### [Exercise objective]
Find the line with "Target: chair back." in the entries below. Repeat it, every following line, and the line with "If you could tag each instance of the blue floral", exactly and with nothing added.

==== Record set

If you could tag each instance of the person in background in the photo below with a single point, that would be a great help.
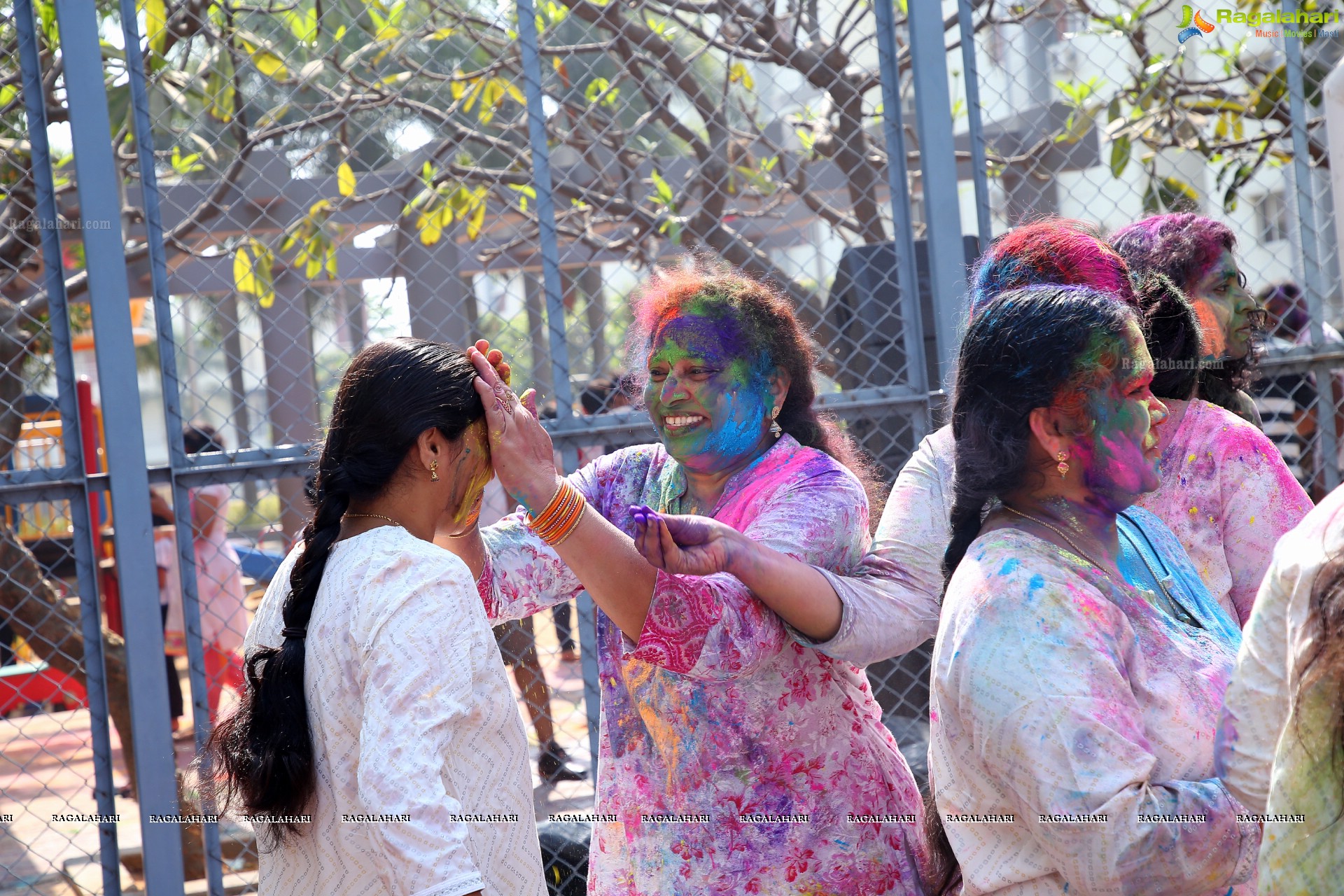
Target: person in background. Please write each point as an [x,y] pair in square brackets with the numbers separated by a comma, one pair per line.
[169,603]
[1282,729]
[1288,400]
[219,580]
[378,732]
[1226,491]
[1196,254]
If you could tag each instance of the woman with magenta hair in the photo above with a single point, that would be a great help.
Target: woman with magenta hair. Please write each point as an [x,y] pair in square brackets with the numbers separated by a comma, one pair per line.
[891,605]
[733,758]
[1226,491]
[1069,708]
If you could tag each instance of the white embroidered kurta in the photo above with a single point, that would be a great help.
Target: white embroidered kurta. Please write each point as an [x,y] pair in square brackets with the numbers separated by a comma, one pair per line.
[412,715]
[1273,764]
[1073,723]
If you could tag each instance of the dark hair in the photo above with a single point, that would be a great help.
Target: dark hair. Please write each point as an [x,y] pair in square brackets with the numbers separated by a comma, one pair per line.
[1028,348]
[201,437]
[1172,333]
[1184,246]
[1035,347]
[1324,660]
[1051,250]
[768,332]
[391,393]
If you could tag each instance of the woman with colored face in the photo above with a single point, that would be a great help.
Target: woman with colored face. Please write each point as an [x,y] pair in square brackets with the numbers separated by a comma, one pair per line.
[1069,707]
[1226,492]
[1196,254]
[891,605]
[734,760]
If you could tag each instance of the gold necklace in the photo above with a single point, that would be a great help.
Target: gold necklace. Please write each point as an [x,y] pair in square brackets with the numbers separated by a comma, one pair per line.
[372,516]
[1063,535]
[1172,609]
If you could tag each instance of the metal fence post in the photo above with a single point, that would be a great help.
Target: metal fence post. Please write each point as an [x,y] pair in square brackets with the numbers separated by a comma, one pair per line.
[58,315]
[898,182]
[100,213]
[965,20]
[1312,285]
[172,418]
[939,178]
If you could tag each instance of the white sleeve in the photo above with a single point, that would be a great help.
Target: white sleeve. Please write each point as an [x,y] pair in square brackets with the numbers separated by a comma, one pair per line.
[890,606]
[417,697]
[1257,700]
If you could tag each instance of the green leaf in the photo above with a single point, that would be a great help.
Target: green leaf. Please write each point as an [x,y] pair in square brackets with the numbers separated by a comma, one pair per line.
[302,24]
[156,23]
[1120,156]
[662,188]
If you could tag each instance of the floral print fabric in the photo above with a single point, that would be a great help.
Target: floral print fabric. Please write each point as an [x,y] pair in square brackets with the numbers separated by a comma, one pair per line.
[733,760]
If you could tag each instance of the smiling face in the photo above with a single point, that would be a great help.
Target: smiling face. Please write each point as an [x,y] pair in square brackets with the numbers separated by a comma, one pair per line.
[708,400]
[1225,309]
[1119,454]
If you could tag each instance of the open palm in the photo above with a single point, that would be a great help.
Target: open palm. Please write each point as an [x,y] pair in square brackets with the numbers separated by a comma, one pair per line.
[685,545]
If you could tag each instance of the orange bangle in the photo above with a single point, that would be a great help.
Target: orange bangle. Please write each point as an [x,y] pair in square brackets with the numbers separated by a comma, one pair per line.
[561,516]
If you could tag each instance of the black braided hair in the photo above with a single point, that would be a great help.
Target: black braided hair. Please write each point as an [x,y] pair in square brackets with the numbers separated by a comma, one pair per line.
[261,757]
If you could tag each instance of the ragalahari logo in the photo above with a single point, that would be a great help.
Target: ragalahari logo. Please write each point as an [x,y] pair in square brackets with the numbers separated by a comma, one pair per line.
[1193,22]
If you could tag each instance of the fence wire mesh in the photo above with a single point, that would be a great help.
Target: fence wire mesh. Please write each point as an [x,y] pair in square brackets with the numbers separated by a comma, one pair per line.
[336,174]
[1110,112]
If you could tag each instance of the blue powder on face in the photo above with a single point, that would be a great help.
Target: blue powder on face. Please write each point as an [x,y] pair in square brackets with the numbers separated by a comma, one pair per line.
[741,430]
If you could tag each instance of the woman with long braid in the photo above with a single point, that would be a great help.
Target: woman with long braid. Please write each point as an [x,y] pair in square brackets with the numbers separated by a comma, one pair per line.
[378,747]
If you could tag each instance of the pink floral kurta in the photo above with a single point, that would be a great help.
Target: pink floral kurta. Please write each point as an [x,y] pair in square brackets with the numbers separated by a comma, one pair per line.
[1228,498]
[761,755]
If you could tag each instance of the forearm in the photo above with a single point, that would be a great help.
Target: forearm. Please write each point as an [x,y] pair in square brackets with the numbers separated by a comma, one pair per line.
[793,590]
[612,571]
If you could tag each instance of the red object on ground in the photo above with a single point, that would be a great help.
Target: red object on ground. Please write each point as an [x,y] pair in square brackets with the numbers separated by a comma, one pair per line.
[38,682]
[89,441]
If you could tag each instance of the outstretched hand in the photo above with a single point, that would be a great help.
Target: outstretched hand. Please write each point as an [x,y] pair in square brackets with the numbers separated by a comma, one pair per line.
[521,449]
[686,545]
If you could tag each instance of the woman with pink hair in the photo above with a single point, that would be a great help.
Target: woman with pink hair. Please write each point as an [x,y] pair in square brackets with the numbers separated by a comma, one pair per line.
[1226,491]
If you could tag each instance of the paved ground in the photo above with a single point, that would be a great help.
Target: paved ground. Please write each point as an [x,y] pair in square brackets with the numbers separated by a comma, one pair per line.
[46,769]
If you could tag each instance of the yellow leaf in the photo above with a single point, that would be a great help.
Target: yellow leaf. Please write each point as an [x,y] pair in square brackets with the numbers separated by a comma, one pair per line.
[429,229]
[346,179]
[156,23]
[269,65]
[244,279]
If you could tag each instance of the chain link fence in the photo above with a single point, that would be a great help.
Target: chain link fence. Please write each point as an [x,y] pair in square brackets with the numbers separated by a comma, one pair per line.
[328,175]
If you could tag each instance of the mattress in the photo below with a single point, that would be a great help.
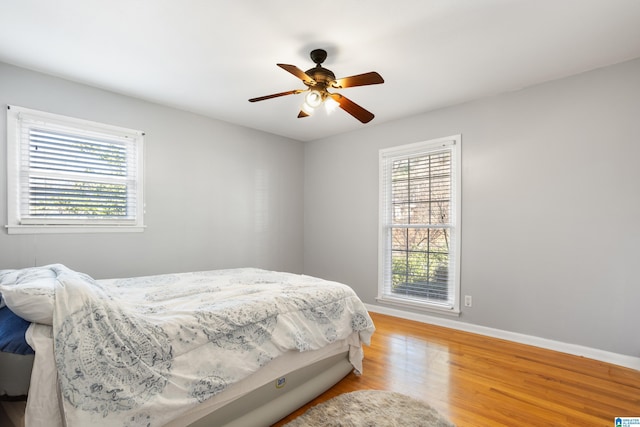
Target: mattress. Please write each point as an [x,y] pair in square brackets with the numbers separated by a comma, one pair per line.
[166,350]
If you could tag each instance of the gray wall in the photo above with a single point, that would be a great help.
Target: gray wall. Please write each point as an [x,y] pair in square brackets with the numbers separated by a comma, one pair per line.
[217,195]
[550,207]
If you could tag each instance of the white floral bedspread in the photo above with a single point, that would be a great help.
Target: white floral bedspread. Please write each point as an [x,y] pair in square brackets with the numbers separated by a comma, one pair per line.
[141,351]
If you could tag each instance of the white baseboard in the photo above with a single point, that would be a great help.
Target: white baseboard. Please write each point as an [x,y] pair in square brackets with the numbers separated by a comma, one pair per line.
[577,350]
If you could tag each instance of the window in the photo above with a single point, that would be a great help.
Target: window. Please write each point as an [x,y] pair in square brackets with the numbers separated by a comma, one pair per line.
[420,225]
[72,175]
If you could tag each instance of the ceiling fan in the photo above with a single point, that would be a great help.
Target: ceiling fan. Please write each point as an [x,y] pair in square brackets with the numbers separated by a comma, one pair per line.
[318,80]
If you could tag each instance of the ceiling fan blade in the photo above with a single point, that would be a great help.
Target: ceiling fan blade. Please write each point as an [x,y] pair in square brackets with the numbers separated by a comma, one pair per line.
[371,78]
[298,73]
[352,108]
[275,95]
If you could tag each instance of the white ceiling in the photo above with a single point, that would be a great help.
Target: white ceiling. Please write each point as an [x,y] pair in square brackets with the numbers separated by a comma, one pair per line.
[211,56]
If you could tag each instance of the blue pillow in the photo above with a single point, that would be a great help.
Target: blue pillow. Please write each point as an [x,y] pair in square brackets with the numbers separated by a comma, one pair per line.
[12,329]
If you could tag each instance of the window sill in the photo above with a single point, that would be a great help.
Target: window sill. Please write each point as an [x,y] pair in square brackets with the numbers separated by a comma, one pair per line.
[418,305]
[72,229]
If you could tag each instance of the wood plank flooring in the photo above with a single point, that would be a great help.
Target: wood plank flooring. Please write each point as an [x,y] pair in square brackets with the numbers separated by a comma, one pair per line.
[475,380]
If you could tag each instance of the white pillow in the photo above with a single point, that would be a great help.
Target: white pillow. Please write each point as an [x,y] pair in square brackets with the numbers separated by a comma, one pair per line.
[29,292]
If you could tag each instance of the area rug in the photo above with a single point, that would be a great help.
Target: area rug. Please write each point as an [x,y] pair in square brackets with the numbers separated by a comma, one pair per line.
[368,408]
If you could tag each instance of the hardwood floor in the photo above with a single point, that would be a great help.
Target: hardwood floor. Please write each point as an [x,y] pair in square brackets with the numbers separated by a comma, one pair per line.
[480,381]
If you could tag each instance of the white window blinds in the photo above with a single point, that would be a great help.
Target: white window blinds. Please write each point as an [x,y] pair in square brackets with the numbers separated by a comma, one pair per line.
[68,172]
[419,229]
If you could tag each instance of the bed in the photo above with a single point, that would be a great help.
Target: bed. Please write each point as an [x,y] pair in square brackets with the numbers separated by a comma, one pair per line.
[238,347]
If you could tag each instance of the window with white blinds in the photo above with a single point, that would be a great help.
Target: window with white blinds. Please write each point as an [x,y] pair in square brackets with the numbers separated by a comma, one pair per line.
[71,175]
[419,224]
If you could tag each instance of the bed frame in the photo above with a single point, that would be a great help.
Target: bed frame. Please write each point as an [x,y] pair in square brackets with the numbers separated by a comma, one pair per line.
[15,375]
[271,403]
[279,395]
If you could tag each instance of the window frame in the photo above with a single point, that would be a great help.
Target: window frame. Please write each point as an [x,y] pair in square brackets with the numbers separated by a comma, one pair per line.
[386,158]
[18,172]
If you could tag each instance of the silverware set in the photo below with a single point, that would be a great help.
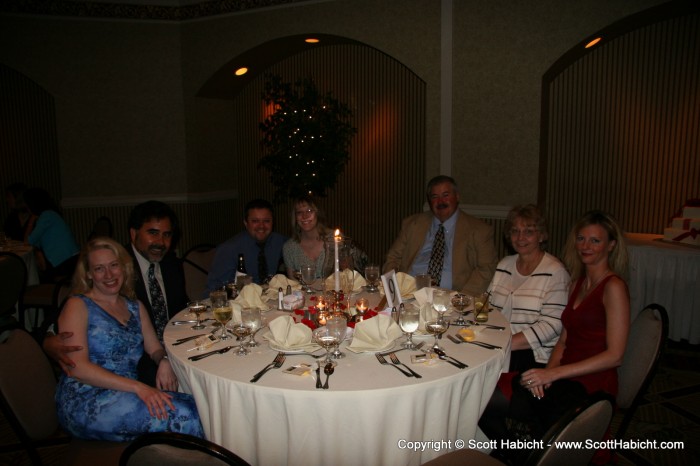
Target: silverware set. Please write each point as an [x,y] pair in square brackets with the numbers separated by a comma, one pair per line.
[395,364]
[458,339]
[223,350]
[275,364]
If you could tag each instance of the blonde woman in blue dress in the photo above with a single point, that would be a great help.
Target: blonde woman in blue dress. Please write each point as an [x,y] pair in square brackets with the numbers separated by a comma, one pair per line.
[101,399]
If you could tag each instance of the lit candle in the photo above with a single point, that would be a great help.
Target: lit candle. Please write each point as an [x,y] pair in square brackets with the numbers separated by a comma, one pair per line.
[336,241]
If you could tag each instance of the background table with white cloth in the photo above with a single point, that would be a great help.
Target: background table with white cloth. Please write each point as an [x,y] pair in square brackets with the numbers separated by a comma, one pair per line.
[366,417]
[667,274]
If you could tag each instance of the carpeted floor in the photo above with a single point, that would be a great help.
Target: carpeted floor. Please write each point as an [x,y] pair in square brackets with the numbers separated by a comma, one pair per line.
[671,412]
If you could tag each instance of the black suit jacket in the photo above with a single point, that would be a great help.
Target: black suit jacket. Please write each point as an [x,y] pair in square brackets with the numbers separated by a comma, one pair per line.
[173,281]
[175,295]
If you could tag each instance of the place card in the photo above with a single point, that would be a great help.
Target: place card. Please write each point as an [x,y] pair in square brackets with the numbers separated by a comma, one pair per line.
[391,289]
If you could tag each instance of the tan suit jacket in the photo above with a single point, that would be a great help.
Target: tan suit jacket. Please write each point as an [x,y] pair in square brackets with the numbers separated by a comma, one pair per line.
[473,252]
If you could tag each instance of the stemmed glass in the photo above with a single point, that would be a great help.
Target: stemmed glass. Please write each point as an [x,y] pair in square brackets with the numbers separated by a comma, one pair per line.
[372,277]
[437,328]
[197,308]
[409,318]
[338,326]
[252,318]
[327,339]
[460,302]
[221,309]
[308,275]
[241,331]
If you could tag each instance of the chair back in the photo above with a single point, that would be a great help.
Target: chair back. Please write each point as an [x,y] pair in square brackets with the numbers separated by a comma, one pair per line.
[645,345]
[13,276]
[27,386]
[196,263]
[175,449]
[588,421]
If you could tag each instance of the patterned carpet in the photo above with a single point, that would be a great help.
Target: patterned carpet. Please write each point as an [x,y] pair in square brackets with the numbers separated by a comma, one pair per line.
[671,412]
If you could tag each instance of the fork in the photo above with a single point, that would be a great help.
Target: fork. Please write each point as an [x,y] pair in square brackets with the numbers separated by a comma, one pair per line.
[383,361]
[276,364]
[396,362]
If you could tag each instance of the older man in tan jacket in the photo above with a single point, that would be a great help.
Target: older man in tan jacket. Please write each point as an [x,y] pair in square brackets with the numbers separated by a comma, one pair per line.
[455,248]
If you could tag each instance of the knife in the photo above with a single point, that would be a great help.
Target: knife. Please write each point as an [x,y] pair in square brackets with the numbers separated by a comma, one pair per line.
[205,355]
[183,322]
[184,340]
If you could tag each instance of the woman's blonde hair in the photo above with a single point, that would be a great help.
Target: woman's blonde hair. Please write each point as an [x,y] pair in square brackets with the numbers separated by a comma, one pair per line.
[321,227]
[83,284]
[617,259]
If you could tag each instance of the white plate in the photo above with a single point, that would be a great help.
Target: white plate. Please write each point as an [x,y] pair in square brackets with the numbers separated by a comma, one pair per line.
[305,350]
[374,350]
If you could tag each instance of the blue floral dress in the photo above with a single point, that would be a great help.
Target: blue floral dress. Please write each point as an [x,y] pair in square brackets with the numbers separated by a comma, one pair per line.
[96,413]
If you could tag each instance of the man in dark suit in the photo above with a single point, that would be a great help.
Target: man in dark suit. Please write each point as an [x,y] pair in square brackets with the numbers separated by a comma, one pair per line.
[153,229]
[160,278]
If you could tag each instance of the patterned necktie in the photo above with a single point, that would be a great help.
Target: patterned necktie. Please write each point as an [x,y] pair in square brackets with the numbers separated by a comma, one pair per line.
[262,263]
[437,256]
[158,306]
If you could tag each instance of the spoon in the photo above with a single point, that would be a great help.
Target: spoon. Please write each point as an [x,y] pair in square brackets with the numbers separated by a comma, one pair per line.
[328,370]
[318,375]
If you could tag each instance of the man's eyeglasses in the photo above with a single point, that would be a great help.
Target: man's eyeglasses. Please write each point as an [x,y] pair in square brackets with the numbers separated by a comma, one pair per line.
[527,232]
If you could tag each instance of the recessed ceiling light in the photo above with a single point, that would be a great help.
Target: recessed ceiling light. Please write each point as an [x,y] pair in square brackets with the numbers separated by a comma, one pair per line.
[593,42]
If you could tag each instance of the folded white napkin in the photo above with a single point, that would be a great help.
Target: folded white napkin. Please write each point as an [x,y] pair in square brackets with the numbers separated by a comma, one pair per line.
[285,334]
[277,282]
[374,334]
[236,319]
[427,313]
[251,296]
[358,281]
[407,285]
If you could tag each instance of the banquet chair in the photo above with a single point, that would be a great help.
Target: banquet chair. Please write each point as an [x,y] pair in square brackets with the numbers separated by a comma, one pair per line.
[196,263]
[13,276]
[27,388]
[645,344]
[587,421]
[175,449]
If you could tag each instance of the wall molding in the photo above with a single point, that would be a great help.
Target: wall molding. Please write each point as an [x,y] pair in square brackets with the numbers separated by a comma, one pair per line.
[176,198]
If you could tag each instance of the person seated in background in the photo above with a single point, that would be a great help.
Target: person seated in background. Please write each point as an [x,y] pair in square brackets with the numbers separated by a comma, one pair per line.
[101,399]
[456,249]
[592,343]
[260,246]
[306,246]
[17,221]
[51,236]
[530,288]
[159,279]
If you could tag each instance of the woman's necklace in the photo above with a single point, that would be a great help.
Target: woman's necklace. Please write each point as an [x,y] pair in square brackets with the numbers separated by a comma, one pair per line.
[588,286]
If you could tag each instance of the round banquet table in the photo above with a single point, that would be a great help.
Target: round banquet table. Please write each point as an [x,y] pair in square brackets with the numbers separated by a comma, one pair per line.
[371,414]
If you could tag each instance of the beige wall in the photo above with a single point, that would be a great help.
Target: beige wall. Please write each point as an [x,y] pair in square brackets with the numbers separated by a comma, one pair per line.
[129,123]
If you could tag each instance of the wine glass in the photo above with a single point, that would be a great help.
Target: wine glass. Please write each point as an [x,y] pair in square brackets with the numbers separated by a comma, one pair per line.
[252,318]
[223,313]
[409,318]
[460,302]
[372,277]
[241,331]
[197,308]
[437,328]
[327,339]
[338,326]
[308,275]
[481,307]
[441,300]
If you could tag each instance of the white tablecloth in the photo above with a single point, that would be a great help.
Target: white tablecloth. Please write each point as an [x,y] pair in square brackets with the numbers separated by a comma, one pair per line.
[367,417]
[666,274]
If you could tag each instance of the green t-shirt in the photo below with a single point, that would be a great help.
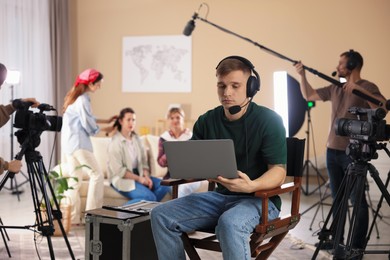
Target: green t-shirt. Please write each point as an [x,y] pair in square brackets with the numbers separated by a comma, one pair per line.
[259,139]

========

### [Written solution]
Target: chair back. Please write each point as an [x,y] pair in square brackets with the numbers separated by a comma, one pair per line.
[645,345]
[13,276]
[27,386]
[196,263]
[175,449]
[588,421]
If you could tag each instance of the patterned carpet in the photo above with a single point, that would be a great help.
Target: patterned carpet. Please write each point as an [x,y] pair in square brackets with the numbers separated by a comma, one pair per line.
[671,412]
If you could tag each instance of the fork in the photo above with a single point, that would be a great help.
Target: fork. Please write each point as an [x,y] pair in square brackets with the numbers separated by a comma, one pair per line.
[383,361]
[276,364]
[396,362]
If you could tag each instance of the older man in tan jacket in the photo above with a single point, that would be a great help.
Target: older man in tan jacket. Please write each point as an [x,y] pair in square brackets with the numbers separated by a comma, one pair per line.
[455,248]
If you could tag each instance of the knife in the photo above with a single point, that would be a great help.
Target: knife. Please write each point as an [x,y] pair in square brackets with the numbers separated by a comma, one pair per line.
[205,355]
[183,322]
[184,340]
If you could tag each instance of the woman's blonde hair in the photo above with a single point, that would be a great help.
Target: woman's blonde hair. Please write each point as an [x,y] pair in square brackets with the numbers separated by a comma, one pair per line.
[321,227]
[83,284]
[617,259]
If you could tag each instance of the white plate in the photo above with a single point, that would be a great help.
Target: white plate. Please write each point as an [x,y] pair in square brackets with the numbers separated by a comma, one pair per line.
[305,350]
[374,350]
If you could tag each instance of the blue floral dress in the photo above with a single point, that would be a great help.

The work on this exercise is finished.